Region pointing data
== Segment start ==
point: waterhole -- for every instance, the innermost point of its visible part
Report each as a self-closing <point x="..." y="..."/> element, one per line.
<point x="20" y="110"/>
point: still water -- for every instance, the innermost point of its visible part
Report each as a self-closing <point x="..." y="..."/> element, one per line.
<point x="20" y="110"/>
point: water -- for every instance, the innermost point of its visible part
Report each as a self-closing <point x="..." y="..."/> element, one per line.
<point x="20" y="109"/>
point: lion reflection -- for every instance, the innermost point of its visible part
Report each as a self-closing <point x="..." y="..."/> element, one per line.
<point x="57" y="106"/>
== Segment end ==
Your reply must contain each entry, reproduced exactly.

Answer box –
point: waterhole -- for every instance, the innermost point of its visible part
Report each as a self-closing <point x="..." y="..."/> element, one per line.
<point x="20" y="110"/>
point: still water -- for every instance, the innermost point of its visible part
Report each as a self-closing <point x="..." y="..."/> element, one per line.
<point x="20" y="110"/>
point: water -- for every instance, the innermost point of its visible part
Report each as a self-closing <point x="..." y="..."/> element, one per line.
<point x="20" y="109"/>
point: lion reflection -- for every instance, the innermost point of its visible part
Report each as a self-closing <point x="..." y="..."/> element, one per line.
<point x="57" y="106"/>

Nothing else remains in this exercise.